── SOURCE MATERIAL ──

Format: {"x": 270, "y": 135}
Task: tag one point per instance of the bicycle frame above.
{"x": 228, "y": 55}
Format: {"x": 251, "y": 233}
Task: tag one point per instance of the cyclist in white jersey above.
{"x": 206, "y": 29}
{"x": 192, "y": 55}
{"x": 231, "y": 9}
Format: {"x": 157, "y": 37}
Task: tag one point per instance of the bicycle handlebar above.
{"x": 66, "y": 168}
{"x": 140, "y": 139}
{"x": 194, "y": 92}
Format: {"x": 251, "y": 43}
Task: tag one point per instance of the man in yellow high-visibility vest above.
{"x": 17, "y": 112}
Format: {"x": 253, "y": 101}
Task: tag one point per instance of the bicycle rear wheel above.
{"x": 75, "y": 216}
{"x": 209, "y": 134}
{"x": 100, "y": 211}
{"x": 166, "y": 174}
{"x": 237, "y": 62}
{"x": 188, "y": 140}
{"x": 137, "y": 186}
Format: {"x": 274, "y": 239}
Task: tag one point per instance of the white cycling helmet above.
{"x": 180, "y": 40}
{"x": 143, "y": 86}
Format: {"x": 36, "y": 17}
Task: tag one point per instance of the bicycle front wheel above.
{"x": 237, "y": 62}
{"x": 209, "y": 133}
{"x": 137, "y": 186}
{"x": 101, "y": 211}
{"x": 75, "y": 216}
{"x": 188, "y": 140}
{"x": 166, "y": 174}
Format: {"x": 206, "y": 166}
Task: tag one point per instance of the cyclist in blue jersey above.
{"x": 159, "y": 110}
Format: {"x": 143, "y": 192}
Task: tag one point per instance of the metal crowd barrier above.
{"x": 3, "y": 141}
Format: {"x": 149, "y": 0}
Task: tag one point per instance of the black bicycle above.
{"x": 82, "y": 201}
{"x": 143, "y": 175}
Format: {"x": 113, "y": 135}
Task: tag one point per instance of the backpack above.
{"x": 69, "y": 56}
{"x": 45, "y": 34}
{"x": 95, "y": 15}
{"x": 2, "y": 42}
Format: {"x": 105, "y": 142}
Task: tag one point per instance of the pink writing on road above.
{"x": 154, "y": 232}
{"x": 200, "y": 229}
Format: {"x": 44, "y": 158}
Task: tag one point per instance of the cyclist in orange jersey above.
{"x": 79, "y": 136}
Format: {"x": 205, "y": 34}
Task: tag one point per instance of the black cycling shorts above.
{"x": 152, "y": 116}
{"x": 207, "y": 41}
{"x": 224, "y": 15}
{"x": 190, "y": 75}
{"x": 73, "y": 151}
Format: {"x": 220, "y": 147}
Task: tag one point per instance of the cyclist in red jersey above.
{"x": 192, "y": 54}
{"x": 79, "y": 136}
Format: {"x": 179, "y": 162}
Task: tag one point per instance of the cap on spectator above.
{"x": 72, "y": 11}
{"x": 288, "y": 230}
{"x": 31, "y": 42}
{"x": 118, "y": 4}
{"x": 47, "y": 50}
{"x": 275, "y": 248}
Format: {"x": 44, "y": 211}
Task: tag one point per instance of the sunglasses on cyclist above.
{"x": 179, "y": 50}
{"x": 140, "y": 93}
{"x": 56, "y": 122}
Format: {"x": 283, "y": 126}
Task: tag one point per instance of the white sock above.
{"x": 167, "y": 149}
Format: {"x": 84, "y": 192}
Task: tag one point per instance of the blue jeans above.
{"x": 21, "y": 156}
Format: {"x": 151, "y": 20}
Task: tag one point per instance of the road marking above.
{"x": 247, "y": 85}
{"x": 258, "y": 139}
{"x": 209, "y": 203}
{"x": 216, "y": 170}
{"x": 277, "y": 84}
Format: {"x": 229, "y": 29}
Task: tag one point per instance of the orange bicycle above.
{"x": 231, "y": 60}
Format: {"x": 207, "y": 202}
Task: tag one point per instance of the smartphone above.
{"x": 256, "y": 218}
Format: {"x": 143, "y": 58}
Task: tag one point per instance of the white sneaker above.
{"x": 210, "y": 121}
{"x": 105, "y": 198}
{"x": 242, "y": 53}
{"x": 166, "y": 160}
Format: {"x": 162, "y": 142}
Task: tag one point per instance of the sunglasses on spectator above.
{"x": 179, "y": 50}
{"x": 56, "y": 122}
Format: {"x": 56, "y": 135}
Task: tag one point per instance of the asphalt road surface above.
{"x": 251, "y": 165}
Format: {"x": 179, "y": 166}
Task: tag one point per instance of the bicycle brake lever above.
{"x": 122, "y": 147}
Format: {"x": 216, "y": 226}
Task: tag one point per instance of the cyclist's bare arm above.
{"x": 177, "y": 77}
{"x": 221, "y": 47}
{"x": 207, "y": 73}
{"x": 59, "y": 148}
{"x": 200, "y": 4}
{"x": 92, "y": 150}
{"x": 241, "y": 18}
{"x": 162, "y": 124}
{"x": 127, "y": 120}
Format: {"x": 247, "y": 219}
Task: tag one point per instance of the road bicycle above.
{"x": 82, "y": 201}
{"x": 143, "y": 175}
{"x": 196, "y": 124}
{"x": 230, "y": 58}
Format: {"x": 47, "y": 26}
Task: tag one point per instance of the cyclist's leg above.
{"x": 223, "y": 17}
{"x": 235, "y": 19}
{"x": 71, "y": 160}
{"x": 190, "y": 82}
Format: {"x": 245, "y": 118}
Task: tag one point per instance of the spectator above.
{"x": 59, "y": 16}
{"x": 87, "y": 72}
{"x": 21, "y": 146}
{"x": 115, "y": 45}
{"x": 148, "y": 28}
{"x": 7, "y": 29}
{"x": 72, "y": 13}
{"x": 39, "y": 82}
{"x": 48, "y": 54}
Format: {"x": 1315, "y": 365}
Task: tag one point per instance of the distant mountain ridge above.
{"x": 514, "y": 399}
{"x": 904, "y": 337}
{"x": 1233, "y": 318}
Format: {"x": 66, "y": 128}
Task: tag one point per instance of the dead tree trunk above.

───

(TASK DIRECTIONS):
Extract each record, keeping it identical to the original.

(ANSWER TO THE PROBLEM):
Format: {"x": 270, "y": 135}
Task: tag one point per instance of the bicycle frame above.
{"x": 228, "y": 55}
Format: {"x": 251, "y": 233}
Task: tag one point per instance of the cyclist in white jersey above.
{"x": 206, "y": 29}
{"x": 192, "y": 55}
{"x": 231, "y": 9}
Format: {"x": 157, "y": 37}
Task: tag one point per instance of the bicycle handlebar above.
{"x": 66, "y": 168}
{"x": 140, "y": 139}
{"x": 194, "y": 92}
Format: {"x": 251, "y": 43}
Task: tag one point per instance of the man in yellow high-visibility vest above.
{"x": 17, "y": 112}
Format: {"x": 253, "y": 101}
Task: tag one point per instance of the bicycle rear wheel above.
{"x": 75, "y": 216}
{"x": 209, "y": 134}
{"x": 100, "y": 211}
{"x": 166, "y": 174}
{"x": 237, "y": 62}
{"x": 188, "y": 140}
{"x": 137, "y": 186}
Format: {"x": 274, "y": 239}
Task: tag one point per instance of the white cycling helmet above.
{"x": 180, "y": 40}
{"x": 143, "y": 86}
Format: {"x": 36, "y": 17}
Task: tag one point per instance of the bicycle front wheel above.
{"x": 237, "y": 62}
{"x": 209, "y": 133}
{"x": 137, "y": 186}
{"x": 101, "y": 211}
{"x": 75, "y": 216}
{"x": 188, "y": 140}
{"x": 166, "y": 174}
Format: {"x": 206, "y": 166}
Task: tag one point per instance of the cyclist in blue jersey above.
{"x": 159, "y": 110}
Format: {"x": 143, "y": 192}
Task: tag one point per instance of the metal crowd barrier above.
{"x": 3, "y": 141}
Format: {"x": 149, "y": 0}
Task: tag one point per instance of the black bicycle above.
{"x": 82, "y": 201}
{"x": 143, "y": 175}
Format: {"x": 113, "y": 135}
Task: tag one point per instance of the backpack above.
{"x": 69, "y": 56}
{"x": 45, "y": 34}
{"x": 95, "y": 15}
{"x": 2, "y": 42}
Format: {"x": 105, "y": 142}
Task: tag one point per instance of the pink writing on road above.
{"x": 154, "y": 232}
{"x": 200, "y": 229}
Format: {"x": 44, "y": 158}
Task: tag one point per instance of the cyclist in orange jersey above.
{"x": 79, "y": 136}
Format: {"x": 205, "y": 34}
Task: tag one point per instance of the black cycling shorts above.
{"x": 152, "y": 116}
{"x": 207, "y": 41}
{"x": 224, "y": 15}
{"x": 190, "y": 75}
{"x": 73, "y": 151}
Format: {"x": 220, "y": 147}
Task: tag one point per instance of the cyclist in red jersey above.
{"x": 192, "y": 54}
{"x": 79, "y": 136}
Format: {"x": 179, "y": 162}
Task: tag one point per instance of the cap on spectator above.
{"x": 72, "y": 11}
{"x": 288, "y": 230}
{"x": 31, "y": 42}
{"x": 118, "y": 4}
{"x": 47, "y": 50}
{"x": 275, "y": 248}
Format: {"x": 44, "y": 211}
Task: tag one point per instance of the sunglasses on cyclist above.
{"x": 179, "y": 50}
{"x": 140, "y": 93}
{"x": 56, "y": 122}
Format: {"x": 283, "y": 126}
Task: tag one point per instance of the white sock above.
{"x": 167, "y": 149}
Format: {"x": 84, "y": 192}
Task: tag one point per instance of the blue jeans above.
{"x": 21, "y": 156}
Format: {"x": 151, "y": 20}
Task: tag one point per instance of the road marking above.
{"x": 247, "y": 85}
{"x": 258, "y": 139}
{"x": 209, "y": 203}
{"x": 216, "y": 170}
{"x": 277, "y": 84}
Format: {"x": 229, "y": 29}
Task: tag one point per instance of the orange bicycle above.
{"x": 231, "y": 60}
Format: {"x": 207, "y": 202}
Task: tag one point per instance of the smartphone above.
{"x": 256, "y": 218}
Format: {"x": 143, "y": 58}
Task: tag one point per instance of the white sneaker above.
{"x": 210, "y": 121}
{"x": 105, "y": 198}
{"x": 242, "y": 53}
{"x": 166, "y": 160}
Format: {"x": 162, "y": 142}
Task: tag one point per instance of the sunglasses on spectator above.
{"x": 179, "y": 50}
{"x": 56, "y": 122}
Format: {"x": 56, "y": 135}
Task: tag one point per instance of the asphalt road surface above.
{"x": 251, "y": 165}
Format: {"x": 179, "y": 166}
Task: tag one point per instance of the bicycle brake lever above.
{"x": 122, "y": 147}
Format: {"x": 216, "y": 226}
Task: tag one point per instance of the cyclist's bare arm above.
{"x": 177, "y": 77}
{"x": 221, "y": 47}
{"x": 207, "y": 73}
{"x": 59, "y": 148}
{"x": 200, "y": 4}
{"x": 92, "y": 150}
{"x": 241, "y": 18}
{"x": 162, "y": 124}
{"x": 127, "y": 120}
Format: {"x": 247, "y": 219}
Task: tag one point per instance of the road bicycle above.
{"x": 82, "y": 201}
{"x": 143, "y": 175}
{"x": 196, "y": 124}
{"x": 230, "y": 58}
Format: {"x": 47, "y": 26}
Task: tag one point per instance of the cyclist's leg above.
{"x": 223, "y": 17}
{"x": 235, "y": 19}
{"x": 71, "y": 160}
{"x": 190, "y": 82}
Format: {"x": 245, "y": 118}
Task: tag one point per instance of the spectator above.
{"x": 59, "y": 16}
{"x": 87, "y": 72}
{"x": 21, "y": 146}
{"x": 115, "y": 45}
{"x": 148, "y": 28}
{"x": 7, "y": 29}
{"x": 72, "y": 13}
{"x": 39, "y": 82}
{"x": 48, "y": 54}
Format: {"x": 1315, "y": 365}
Task: tag one point per instance of the distant mountain ridge above.
{"x": 514, "y": 399}
{"x": 904, "y": 337}
{"x": 1233, "y": 318}
Format: {"x": 66, "y": 128}
Task: tag one point per instance of the dead tree trunk above.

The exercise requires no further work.